REQUEST
Rewrite these rows with every "Report" changed to "Result" and nothing else changed. Leave the pictures out of your answer.

RECORDED DATA

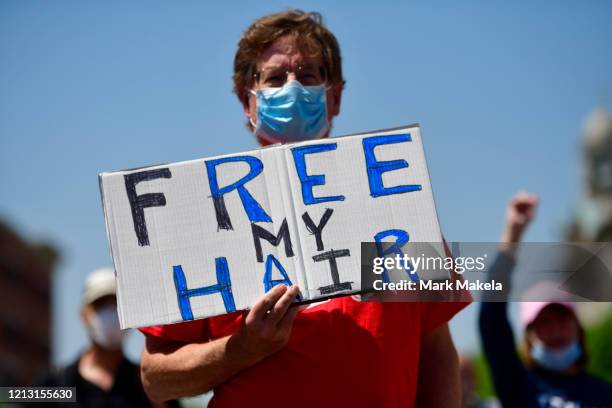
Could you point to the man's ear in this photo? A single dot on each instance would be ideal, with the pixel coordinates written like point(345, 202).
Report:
point(245, 100)
point(336, 99)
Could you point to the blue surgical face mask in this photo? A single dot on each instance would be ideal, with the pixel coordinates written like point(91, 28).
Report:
point(292, 113)
point(555, 359)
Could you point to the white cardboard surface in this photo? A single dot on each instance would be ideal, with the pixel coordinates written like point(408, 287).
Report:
point(185, 232)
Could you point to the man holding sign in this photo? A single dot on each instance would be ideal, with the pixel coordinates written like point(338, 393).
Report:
point(288, 77)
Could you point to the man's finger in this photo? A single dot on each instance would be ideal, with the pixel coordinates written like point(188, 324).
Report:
point(260, 309)
point(280, 308)
point(287, 321)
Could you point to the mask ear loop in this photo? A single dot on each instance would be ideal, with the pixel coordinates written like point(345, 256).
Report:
point(251, 121)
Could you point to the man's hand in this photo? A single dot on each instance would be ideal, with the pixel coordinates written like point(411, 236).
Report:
point(171, 369)
point(519, 213)
point(268, 324)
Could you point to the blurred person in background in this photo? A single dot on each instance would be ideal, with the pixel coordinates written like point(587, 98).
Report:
point(102, 375)
point(553, 374)
point(469, 396)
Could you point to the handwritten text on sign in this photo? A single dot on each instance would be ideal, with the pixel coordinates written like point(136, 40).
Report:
point(206, 237)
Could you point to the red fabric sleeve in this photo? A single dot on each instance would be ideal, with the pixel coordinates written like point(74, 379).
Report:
point(189, 332)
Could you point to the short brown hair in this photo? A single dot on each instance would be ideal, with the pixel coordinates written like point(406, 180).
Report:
point(308, 31)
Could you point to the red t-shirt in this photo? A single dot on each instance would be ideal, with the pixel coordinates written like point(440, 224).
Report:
point(342, 352)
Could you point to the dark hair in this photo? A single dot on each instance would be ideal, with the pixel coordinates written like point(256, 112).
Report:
point(306, 29)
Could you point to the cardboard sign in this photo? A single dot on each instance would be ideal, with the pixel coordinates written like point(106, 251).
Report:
point(206, 237)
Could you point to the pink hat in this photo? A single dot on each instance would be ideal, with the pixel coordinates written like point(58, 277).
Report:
point(546, 292)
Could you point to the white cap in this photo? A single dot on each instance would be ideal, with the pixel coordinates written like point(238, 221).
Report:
point(99, 283)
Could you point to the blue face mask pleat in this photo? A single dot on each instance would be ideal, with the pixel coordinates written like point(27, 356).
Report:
point(292, 113)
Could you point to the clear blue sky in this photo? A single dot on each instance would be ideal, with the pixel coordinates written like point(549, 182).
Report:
point(501, 90)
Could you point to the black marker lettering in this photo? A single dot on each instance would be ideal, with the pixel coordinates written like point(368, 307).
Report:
point(139, 202)
point(283, 235)
point(317, 230)
point(331, 257)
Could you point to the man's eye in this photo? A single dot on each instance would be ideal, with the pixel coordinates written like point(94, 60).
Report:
point(275, 80)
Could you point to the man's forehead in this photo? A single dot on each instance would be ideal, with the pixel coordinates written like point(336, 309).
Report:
point(287, 52)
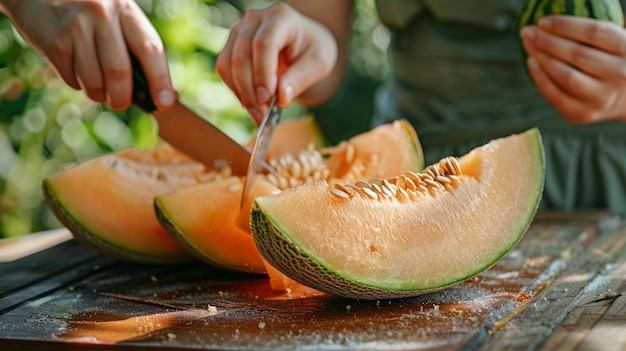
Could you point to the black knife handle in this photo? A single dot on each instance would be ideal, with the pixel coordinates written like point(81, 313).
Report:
point(141, 90)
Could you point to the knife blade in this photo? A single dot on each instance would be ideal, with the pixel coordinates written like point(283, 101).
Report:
point(261, 145)
point(190, 133)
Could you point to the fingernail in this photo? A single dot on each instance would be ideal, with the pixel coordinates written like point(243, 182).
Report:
point(529, 33)
point(289, 92)
point(262, 95)
point(532, 63)
point(545, 23)
point(165, 98)
point(255, 114)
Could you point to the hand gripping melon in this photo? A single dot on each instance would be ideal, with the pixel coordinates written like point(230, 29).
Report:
point(406, 235)
point(207, 219)
point(603, 10)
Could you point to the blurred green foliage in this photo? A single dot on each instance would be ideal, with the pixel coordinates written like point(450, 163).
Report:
point(45, 125)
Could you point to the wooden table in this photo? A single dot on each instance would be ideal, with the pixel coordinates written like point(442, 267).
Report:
point(563, 287)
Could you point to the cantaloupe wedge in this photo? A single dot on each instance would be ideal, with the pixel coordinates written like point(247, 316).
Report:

WORKED ANSWER
Could you point to the man's ear in this photo? A single dot on each instance would be ideal, with the pixel coordinates written like point(345, 202).
Result:
point(245, 100)
point(336, 99)
Could you point to the blue surgical face mask in this photo? A single dot on each instance would be ideal, with the pixel coordinates written like point(91, 28).
Result:
point(292, 113)
point(555, 359)
Could you point to the white cardboard surface in this photo? A single dot on each instance would be ideal, with the pixel coordinates written like point(408, 287).
Result:
point(185, 232)
Could you point to the man holding sign in this photo? A single dot on each instance would be ideal, with the pixel coordinates written like point(338, 393).
Result:
point(288, 77)
Could you point to the man's finger in this photo? A single dot on each instance would be ideal, with the pixel coordinates written like point(188, 324).
Result:
point(260, 309)
point(280, 308)
point(287, 321)
Could you point to the mask ear loop in this photo? A single dot on each instance would be ideal, with the pixel coordinates written like point(345, 256).
Result:
point(251, 121)
Could you point to the man's hand in this photo? A single dot on each instance would be ideal, with the pixel coordinates written like point(411, 236).
Result:
point(171, 369)
point(519, 213)
point(268, 324)
Could you point to the blurred person in background in this photo? A single dot on each instance would be ideal, with the pixel coordinates written like point(587, 98).
Result:
point(102, 375)
point(553, 374)
point(469, 396)
Could you point to the handwritten text on sign in this photo? A single dot on each instance would be ideal, with the pixel coordinates written like point(136, 40).
Result:
point(206, 237)
Could you point to the red fabric sleeve in this photo? A single dot on each instance would be ideal, with the pixel coordinates written like point(74, 379).
Result:
point(189, 332)
Could you point to the short brown hair in this photo? A single dot on each instance would be ideal, with the pixel coordinates written like point(406, 180).
Result:
point(308, 31)
Could you point to the red t-shirt in this photo? A single dot on each instance would be ideal, with the pixel coordinates written like point(440, 224).
Result:
point(342, 352)
Could you point to the dark hair in this photo? A single dot on each instance would be ideal, with the pixel coordinates written like point(256, 112).
Result:
point(306, 29)
Could you point to the cardboard sign in this photo? A single dot on each instance would be ideal, with the pixel coordinates written like point(106, 251).
Result:
point(206, 237)
Could you point to the pink hat in this photo? A single dot on each instance would be ideal, with the pixel coordinates written like point(58, 277).
Result:
point(546, 292)
Could you point to the white cap in this photo? A single dot on each instance would be ideal, with the pixel coordinates written like point(238, 221).
Result:
point(99, 283)
Could you point to the blue face mask pleat in this photo? A single dot on each instance would be ideal, with the pixel coordinates written like point(27, 356).
Result:
point(292, 113)
Could you point to the clear blue sky in this photo? A single dot on each instance would be ideal, with the pixel coordinates written like point(549, 182).
Result:
point(501, 90)
Could you point to the black marker lettering in this photo? A single dot on each instance would be ideal, with the pixel coordinates written like point(368, 307).
Result:
point(139, 202)
point(283, 235)
point(317, 230)
point(331, 257)
Could you point to the man's eye in this photo? A single dot on each instance would be ideal, with the pixel coordinates written like point(94, 60).
Result:
point(275, 80)
Could you point to the man's forehead in this photo? A single dot on each instance would be ideal, with the pixel coordinates written like point(336, 309).
Result:
point(287, 52)
Could you point to the black knife handle in this photo? A single dot on each instance would be ideal, with the pixel coordinates written like point(81, 313).
Result:
point(141, 90)
Could you point to the knife blade in this photo? A single dot on each instance would be ideal, with the pixel coordinates written like point(283, 101).
Result:
point(261, 145)
point(190, 133)
Could you point to the fingernail in this photo? A single dot on each instance would be ideal, with the pixel coordinates written like point(243, 182).
Result:
point(529, 33)
point(289, 92)
point(262, 95)
point(532, 63)
point(545, 23)
point(165, 98)
point(255, 114)
Could you point to the hand gripping melon in this photo? A single dot on each instance would be ideal, with the pixel coordinates written like point(230, 29).
Result:
point(406, 235)
point(207, 219)
point(603, 10)
Could you point to the blurred green foliage in this photo? A single dot on each instance would be ideal, with the pixel coordinates written like point(450, 163).
Result:
point(45, 125)
Could you point to the wooden table in this photo? A single dot on each instance would be ideal, with the pixel coordinates written like point(442, 267).
Result:
point(563, 287)
Could you point to the cantaloupe wedge in this photo? A single dot on each instance would be ideal, with the pixel coordinates written like point(247, 316).
Result:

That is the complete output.